A completare l’opera di risanamento del territorio, dal 1903, si diede avvio alla realizzazione del Canale in destra Reno, anche per dare lavoro ai braccianti romagnoli (scariolanti), localmente conosciuto come “Scolo delle acque chiare”. Il Canale, che scorre arginato, ha origine dalla Botte Selice del Collettore Zaniolo e raccoglie le acque dei territori dei Consorzi idraulici Zaniolo, Buonacquisto, Canal Vela e Fosso Vecchio compresi fra i fiumi Sillaro, Santerno, Senio e Lamone, per portarle al mare, dopo un percorso di 37 km, ricalcando nell’ultimo tratto il vecchio percorso del Lamone. Il Canale di Bonifica (Canale in destra Reno) segue un percorso parallelo in destra idraulica del fiume Reno ad una quota più bassa per raccogliere le acque di bassa giacitura dei comparti da fiume a fiume. I predetti corsi d’acqua, infatti, sono pensili rispetto ai territori che attraversano e scaricano nel Reno – Po di Primaro. Durante la fase esecutiva del Canale furono costruite botti a sifone in muratura, all’intersezione con i fiumi, a tre luci per il Santerno, a cinque per il Senio e per i canali dei molini.

Oggi, in questo nostro territorio, dove il difficile rapporto con l’acqua sembra superato, i Consorzi di Bonifica con la loro attività continuano a mantenere i risultati acquisiti e garantiscono una corretta gestione delle acque.

La toponomastica

Senio e Santerno, con i loro corsi attivi e spenti, il Naviglio e i Canali dei Mulini suggeriscono percorsi privilegiati sotto il profilo storico, economico e naturalistico ambientale. Così, il tracciato che si snoda da Lugo su strade e argini ci invita a un’attenta lettura della toponomastica e ci conduce lontano raccontandoci la storia dei luoghi e dei paesaggi, attraverso una sorta di memoria del territorio.
Innanzitutto, la via Padusa ricorda la grande laguna alla foce dell’antico ramo meridionale del Po, Padus, che separava il mare dall’ampio specchio d’acqua retrostante. Un sistema vallivo di transizione fra terraferma e mare, colmato, insieme al Po, dai fiumi appenninici che vi confluivano.

[Voci di annotazione delle regioni]

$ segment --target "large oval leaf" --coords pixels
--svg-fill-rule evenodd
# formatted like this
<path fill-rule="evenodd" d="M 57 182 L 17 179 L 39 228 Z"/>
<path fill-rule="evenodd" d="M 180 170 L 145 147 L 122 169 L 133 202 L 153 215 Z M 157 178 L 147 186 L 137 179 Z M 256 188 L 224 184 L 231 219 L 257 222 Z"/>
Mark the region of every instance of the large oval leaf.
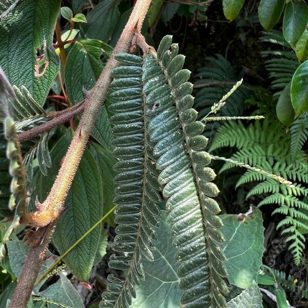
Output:
<path fill-rule="evenodd" d="M 104 212 L 107 213 L 114 206 L 113 199 L 116 197 L 114 195 L 116 185 L 113 183 L 113 178 L 117 172 L 113 170 L 113 166 L 118 160 L 108 150 L 97 143 L 91 143 L 90 150 L 101 172 L 104 191 Z M 112 213 L 108 217 L 107 221 L 109 224 L 114 225 L 114 215 Z"/>
<path fill-rule="evenodd" d="M 308 60 L 302 63 L 293 75 L 291 101 L 296 116 L 308 111 Z"/>
<path fill-rule="evenodd" d="M 284 0 L 261 0 L 258 9 L 259 20 L 262 27 L 270 31 L 279 21 Z"/>
<path fill-rule="evenodd" d="M 227 308 L 262 308 L 262 294 L 257 284 L 253 284 L 227 304 Z"/>
<path fill-rule="evenodd" d="M 119 0 L 101 1 L 87 16 L 87 36 L 108 43 L 120 17 Z"/>
<path fill-rule="evenodd" d="M 0 23 L 0 66 L 12 85 L 24 85 L 41 105 L 60 69 L 52 40 L 60 2 L 21 1 Z"/>
<path fill-rule="evenodd" d="M 166 210 L 161 212 L 154 261 L 142 258 L 145 280 L 136 289 L 132 308 L 177 308 L 180 305 L 182 292 L 177 274 L 179 263 L 175 260 L 176 251 L 172 245 L 171 226 L 167 222 L 168 213 Z"/>
<path fill-rule="evenodd" d="M 276 105 L 276 113 L 278 120 L 286 126 L 294 121 L 295 112 L 291 102 L 291 83 L 283 89 Z"/>
<path fill-rule="evenodd" d="M 308 30 L 306 28 L 297 41 L 295 50 L 296 56 L 301 62 L 308 58 Z"/>
<path fill-rule="evenodd" d="M 60 254 L 66 251 L 103 215 L 102 178 L 95 160 L 86 149 L 65 200 L 66 210 L 59 219 L 53 242 Z M 94 263 L 101 228 L 96 228 L 65 258 L 81 280 L 89 278 Z"/>
<path fill-rule="evenodd" d="M 226 256 L 224 262 L 230 283 L 245 288 L 257 281 L 265 250 L 262 213 L 251 208 L 245 214 L 220 216 L 225 239 L 222 246 Z M 249 260 L 249 262 L 247 260 Z"/>
<path fill-rule="evenodd" d="M 222 7 L 223 13 L 226 18 L 232 22 L 239 14 L 244 0 L 223 0 Z"/>
<path fill-rule="evenodd" d="M 282 31 L 285 40 L 292 47 L 299 40 L 308 22 L 308 6 L 304 1 L 292 1 L 286 4 Z"/>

▶ _Esercizi da svolgere_
A. Nelle voci, dall'inizio fino alla riga che contiene "284 0 L 261" compresa, sostituisci "large oval leaf" con "wide oval leaf" e riscrivi quelle righe lasciando invariato tutto il resto. Non includere le immagini nella risposta.
B. Riprendi il testo sul Canale in destra Reno e sulla toponomastica del territorio da dove si interrompe e scrivine il seguito.

▶ _Risposte in ordine_
A.
$ segment --target "wide oval leaf" --coords pixels
--svg-fill-rule evenodd
# formatted like this
<path fill-rule="evenodd" d="M 57 182 L 17 179 L 39 228 Z"/>
<path fill-rule="evenodd" d="M 180 170 L 145 147 L 122 169 L 133 202 L 153 215 Z M 157 178 L 147 186 L 137 179 Z M 256 188 L 224 184 L 231 219 L 257 222 Z"/>
Mark the region of every instance of the wide oval leaf.
Output:
<path fill-rule="evenodd" d="M 104 212 L 107 213 L 114 206 L 113 199 L 116 197 L 114 195 L 116 185 L 113 183 L 113 178 L 117 172 L 113 170 L 113 166 L 118 160 L 108 150 L 97 143 L 91 143 L 90 150 L 101 172 L 104 191 Z M 112 213 L 108 217 L 107 221 L 109 224 L 114 225 L 114 215 Z"/>
<path fill-rule="evenodd" d="M 308 60 L 302 63 L 293 75 L 291 101 L 296 116 L 308 111 Z"/>
<path fill-rule="evenodd" d="M 284 0 L 261 0 L 258 9 L 259 20 L 262 27 L 270 31 L 279 21 Z"/>

B.
Ma sono molti altri gli idronimi che riportano alla presenza dominante dell’acqua: quando nel percorso compare via Canaletta, il riferimento è al passaggio di un canale d’acqua di dimensioni limitate, mentre Canalazzo e Fiumazzo, nella forma peggiorativa del termine, riconducono a tracciati spenti e a corsi d’acqua che hanno perso la loro funzionalità. I toponimi Coronella e Roncadello invece raccontano di fatiche legate alla terra: il primo, riporta a un argine circondario innalzato per delimitare terre paludose e contrastare alluvioni e straripamenti, il secondo, etimologicamente derivato da runcus, equivale alla bonifica di zone incolte e boscose con operazioni di sarchiatura; da ultimo, Manzone designa la terra a riposo dalla coltivazione o il bosco dissodato, lasciato al libero pascolo dei manzi.

Lugo

Situato nella parte Nord occidentale della fertile pianura fra i fiumi Santerno e Senio, è attraversato da una rete di canali, naturali e artificiali (fra cui il Canale dei Molini di Castel Bolognese) frutto dell’opera di bonifica che ha modellato queste terre. Difficile individuare l’origine di Lugo, oggetto nel tempo di dibattute controversie, ma certamente per la sua posizione geografica la città, già dall’epoca romana e alto medievale, poteva sfruttare la centralità dei cardini della maglia centuriale, la presenza di pievi quali importanti presidi territoriali e il vasto bacino idrografico.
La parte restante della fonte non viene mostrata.